BEGIN Supplied records

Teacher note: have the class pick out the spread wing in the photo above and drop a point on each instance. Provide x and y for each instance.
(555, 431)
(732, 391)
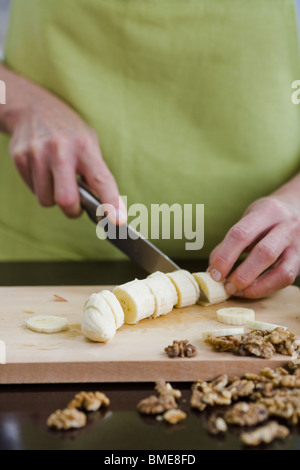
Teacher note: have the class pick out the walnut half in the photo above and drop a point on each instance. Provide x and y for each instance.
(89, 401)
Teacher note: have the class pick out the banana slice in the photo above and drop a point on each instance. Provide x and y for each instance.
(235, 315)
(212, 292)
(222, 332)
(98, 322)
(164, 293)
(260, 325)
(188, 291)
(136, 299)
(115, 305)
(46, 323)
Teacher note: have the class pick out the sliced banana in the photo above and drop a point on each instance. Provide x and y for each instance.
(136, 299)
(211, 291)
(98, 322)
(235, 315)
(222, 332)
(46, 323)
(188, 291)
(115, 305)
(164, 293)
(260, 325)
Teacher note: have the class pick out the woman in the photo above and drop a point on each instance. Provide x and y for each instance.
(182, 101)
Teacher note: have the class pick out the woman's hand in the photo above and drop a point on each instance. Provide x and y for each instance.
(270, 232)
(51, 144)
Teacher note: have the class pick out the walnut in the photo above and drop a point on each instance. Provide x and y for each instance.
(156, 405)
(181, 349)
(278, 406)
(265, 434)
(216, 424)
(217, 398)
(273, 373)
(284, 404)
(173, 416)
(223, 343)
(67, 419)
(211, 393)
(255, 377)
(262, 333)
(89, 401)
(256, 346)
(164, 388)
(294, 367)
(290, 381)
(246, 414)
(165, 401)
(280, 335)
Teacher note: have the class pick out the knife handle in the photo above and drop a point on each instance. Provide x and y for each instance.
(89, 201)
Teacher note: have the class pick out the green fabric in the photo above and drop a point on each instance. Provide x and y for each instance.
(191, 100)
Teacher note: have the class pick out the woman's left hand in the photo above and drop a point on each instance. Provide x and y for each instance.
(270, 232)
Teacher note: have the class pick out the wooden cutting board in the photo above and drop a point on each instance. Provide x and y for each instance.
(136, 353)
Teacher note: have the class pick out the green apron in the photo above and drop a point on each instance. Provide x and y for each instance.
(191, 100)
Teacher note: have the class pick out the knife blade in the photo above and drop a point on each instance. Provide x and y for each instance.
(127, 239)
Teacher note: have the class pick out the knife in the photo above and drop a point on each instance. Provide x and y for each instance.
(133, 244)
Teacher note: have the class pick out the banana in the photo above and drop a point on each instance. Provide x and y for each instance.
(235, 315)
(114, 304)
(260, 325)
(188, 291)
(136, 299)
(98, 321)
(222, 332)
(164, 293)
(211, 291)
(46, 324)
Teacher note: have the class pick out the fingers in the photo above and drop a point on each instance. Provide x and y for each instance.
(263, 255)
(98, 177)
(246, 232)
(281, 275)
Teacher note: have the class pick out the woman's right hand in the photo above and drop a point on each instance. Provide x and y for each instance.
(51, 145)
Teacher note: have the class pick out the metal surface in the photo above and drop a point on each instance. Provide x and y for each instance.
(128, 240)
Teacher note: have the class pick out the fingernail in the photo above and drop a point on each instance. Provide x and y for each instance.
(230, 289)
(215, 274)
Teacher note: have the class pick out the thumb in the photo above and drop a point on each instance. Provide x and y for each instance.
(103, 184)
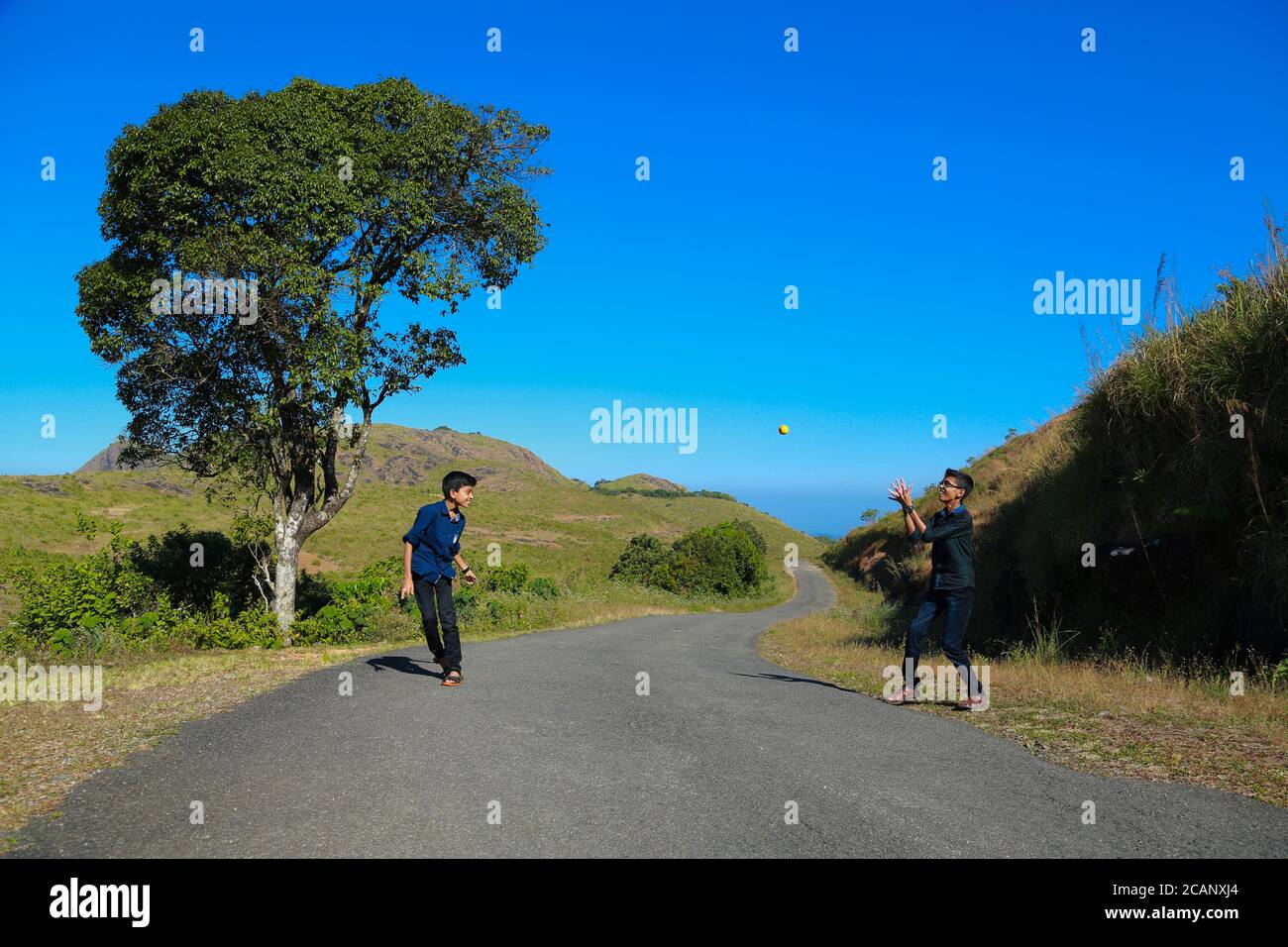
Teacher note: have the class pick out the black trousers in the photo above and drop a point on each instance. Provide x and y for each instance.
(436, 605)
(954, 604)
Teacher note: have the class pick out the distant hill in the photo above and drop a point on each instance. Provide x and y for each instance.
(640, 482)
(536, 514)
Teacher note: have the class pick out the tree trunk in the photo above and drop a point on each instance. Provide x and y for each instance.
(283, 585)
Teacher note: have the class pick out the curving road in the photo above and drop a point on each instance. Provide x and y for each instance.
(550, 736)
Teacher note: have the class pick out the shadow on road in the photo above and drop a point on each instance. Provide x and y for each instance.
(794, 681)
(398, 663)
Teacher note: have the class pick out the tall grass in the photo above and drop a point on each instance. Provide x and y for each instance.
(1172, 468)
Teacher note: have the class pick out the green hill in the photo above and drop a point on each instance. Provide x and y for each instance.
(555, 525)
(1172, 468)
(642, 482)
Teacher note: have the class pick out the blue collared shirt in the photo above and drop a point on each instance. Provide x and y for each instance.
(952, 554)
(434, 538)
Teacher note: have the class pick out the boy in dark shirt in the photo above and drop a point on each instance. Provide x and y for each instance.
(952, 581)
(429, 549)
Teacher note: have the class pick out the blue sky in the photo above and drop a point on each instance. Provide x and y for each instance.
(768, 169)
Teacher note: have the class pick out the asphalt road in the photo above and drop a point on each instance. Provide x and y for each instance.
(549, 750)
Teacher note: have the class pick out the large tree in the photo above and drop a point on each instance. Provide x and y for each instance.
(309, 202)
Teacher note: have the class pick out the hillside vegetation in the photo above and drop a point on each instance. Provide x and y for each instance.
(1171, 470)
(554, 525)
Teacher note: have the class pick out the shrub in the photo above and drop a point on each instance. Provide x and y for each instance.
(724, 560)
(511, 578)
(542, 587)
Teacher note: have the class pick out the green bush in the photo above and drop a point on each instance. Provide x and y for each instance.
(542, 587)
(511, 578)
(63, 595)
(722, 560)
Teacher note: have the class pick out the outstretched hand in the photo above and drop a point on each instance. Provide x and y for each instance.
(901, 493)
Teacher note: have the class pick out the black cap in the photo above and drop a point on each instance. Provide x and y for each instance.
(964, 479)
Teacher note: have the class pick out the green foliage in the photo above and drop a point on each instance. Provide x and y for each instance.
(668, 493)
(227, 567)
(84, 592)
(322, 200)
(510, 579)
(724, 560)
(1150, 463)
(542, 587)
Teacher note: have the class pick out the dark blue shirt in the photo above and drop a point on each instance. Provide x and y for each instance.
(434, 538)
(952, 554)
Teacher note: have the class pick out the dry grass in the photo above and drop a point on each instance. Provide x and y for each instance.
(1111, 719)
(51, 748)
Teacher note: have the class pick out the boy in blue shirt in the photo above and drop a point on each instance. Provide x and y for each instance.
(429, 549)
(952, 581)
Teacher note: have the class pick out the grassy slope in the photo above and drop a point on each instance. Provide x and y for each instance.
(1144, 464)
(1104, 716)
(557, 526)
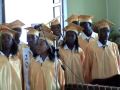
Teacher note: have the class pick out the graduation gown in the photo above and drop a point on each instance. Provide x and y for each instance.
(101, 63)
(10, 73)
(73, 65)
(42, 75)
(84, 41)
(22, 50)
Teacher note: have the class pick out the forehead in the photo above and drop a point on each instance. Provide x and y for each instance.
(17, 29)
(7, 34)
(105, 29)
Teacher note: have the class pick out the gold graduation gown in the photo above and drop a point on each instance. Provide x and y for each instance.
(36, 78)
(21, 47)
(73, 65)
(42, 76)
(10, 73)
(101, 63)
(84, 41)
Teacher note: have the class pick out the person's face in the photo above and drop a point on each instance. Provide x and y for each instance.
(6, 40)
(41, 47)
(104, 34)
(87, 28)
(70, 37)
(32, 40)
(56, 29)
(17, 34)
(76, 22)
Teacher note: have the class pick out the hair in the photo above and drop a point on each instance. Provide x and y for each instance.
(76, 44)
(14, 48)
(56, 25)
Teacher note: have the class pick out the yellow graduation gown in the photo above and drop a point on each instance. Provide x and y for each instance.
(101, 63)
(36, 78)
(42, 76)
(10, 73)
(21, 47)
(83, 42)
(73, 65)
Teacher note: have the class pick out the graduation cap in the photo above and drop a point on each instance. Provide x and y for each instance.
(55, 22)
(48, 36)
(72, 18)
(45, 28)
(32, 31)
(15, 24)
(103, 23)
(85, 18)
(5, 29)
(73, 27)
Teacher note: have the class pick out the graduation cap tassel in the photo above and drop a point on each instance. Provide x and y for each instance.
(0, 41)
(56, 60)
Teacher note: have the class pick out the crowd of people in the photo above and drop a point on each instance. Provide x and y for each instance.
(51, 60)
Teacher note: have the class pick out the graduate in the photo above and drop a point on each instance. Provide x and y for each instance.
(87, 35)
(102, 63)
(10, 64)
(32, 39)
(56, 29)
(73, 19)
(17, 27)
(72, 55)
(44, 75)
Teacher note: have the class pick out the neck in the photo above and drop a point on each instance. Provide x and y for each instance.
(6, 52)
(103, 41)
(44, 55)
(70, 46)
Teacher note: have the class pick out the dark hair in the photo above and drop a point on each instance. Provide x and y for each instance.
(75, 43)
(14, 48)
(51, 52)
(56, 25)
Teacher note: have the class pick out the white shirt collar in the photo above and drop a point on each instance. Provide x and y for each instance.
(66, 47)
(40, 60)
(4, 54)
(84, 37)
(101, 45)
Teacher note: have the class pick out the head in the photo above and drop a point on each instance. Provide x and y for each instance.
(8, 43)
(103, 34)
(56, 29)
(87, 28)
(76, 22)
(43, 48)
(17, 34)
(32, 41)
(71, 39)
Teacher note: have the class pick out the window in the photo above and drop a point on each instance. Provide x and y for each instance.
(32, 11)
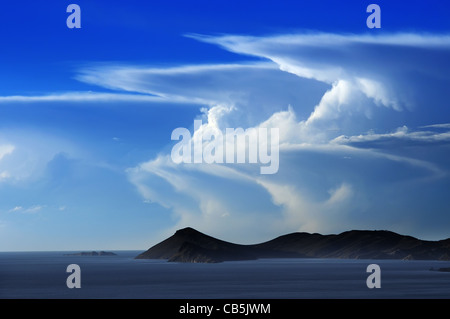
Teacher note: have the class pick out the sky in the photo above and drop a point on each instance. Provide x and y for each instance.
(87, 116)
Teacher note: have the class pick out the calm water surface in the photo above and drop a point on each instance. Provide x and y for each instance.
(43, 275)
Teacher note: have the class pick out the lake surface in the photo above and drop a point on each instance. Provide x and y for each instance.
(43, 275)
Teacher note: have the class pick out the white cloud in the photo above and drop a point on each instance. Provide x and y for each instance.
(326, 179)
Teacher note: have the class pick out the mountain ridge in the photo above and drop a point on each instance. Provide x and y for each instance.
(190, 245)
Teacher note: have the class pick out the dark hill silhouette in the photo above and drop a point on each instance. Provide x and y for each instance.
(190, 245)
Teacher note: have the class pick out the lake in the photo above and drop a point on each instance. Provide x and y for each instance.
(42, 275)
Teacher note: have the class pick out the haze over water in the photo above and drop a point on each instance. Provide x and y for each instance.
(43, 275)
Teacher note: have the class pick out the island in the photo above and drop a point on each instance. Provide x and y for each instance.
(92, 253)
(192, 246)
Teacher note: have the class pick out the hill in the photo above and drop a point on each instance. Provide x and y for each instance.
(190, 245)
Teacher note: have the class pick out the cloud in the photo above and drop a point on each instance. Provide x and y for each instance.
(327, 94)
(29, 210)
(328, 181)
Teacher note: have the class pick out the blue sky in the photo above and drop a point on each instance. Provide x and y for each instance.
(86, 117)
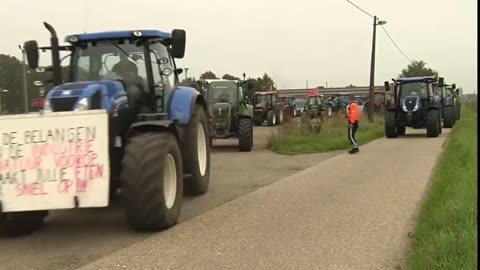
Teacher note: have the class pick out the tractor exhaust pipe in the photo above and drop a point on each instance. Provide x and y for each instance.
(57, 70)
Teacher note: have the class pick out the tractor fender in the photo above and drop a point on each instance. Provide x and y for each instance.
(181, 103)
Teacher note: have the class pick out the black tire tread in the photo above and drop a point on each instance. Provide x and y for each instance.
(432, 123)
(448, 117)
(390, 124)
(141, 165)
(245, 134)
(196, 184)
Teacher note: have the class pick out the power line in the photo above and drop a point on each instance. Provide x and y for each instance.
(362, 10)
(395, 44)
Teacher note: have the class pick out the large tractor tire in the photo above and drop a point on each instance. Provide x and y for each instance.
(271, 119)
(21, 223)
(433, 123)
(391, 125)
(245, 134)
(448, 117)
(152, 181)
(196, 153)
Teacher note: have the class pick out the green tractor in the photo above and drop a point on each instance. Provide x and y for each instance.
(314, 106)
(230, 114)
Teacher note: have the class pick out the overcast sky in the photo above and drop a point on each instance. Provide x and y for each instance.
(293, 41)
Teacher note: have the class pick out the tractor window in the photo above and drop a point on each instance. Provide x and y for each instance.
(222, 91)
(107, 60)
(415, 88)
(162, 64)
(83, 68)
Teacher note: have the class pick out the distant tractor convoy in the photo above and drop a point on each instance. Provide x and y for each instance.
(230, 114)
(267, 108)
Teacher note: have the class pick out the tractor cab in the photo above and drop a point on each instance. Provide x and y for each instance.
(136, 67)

END Supplied records

*Short problem*: Starting with the line that contains "Teacher note: have the class pick out the cloud", reproduce every line down to the end of the listing above, both endpoints included. Pictures stay out.

*Solution to this exercise*:
Teacher note: have the class pick out the cloud in the photo above and drop a point on each instance. Provide x and y for each instance.
(327, 94)
(29, 210)
(328, 181)
Teacher note: have the class pick out the blue sky in the photo above and drop a point on each instance. Provide x and y for each instance.
(86, 117)
Teacher note: have the class pick out the tractor exhaust pipe in the photo above and drop a point on each instance. Provide x and y for each instance.
(57, 70)
Teacher note: have the class pick out the tractor fender in the photo above and drop a point on each instance. Provide x and y for each instance.
(181, 103)
Teacher note: have the class pick out the black tire tread in the photo above and drop a point on each instance. Provide x and y for each instance.
(432, 123)
(448, 117)
(390, 124)
(141, 165)
(245, 134)
(196, 184)
Teacher note: have the class pick out the power line in the photo above and drop a point on each instance. Provide x and y for each instance.
(362, 10)
(395, 44)
Teacher note: have the class pick out the large tractor tire in the photo above and drop a point on each instance. Provide x and y for each instance.
(271, 119)
(21, 223)
(433, 123)
(391, 125)
(245, 134)
(448, 117)
(152, 181)
(196, 153)
Teacher note: have the class pick out the green tractor in the photo above and drop a point on each instance. Provide x and y for each instance.
(314, 106)
(230, 114)
Teacher note: have the class pick out the overcast sky in the photo above and drop a point on each instance. Provide x and y for each instance.
(293, 41)
Teacher note: have the class pick out the tractor window in the photo above and drop a point on each instance. Provide x and y for each instance.
(222, 91)
(107, 60)
(415, 88)
(162, 64)
(83, 68)
Teacher note: have the class pick out the distant tractor convoy in the photo above and drop a point on each instance. Provide x and y for each instance.
(230, 114)
(267, 108)
Teacher note: have the class pick out the tractor cab in the photo above and drop a point on each instance. Provide x and y for each instance.
(136, 67)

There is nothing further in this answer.